**Image point grounding data**:
BEGIN

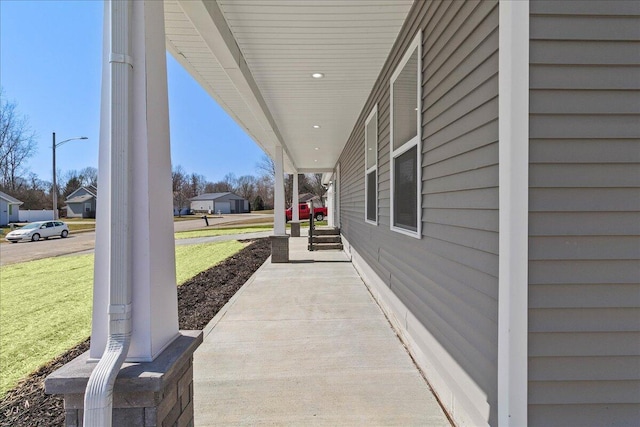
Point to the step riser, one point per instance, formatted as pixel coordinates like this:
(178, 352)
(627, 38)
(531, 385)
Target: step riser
(326, 246)
(326, 232)
(326, 239)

END

**What the exercise asks**: Drop the images and transcribe the entries above exactly.

**Exercise result**:
Point to the step riser, one point per instance, formatted as pixel coordinates like this:
(178, 352)
(627, 38)
(531, 385)
Target: step riser
(326, 246)
(326, 232)
(326, 239)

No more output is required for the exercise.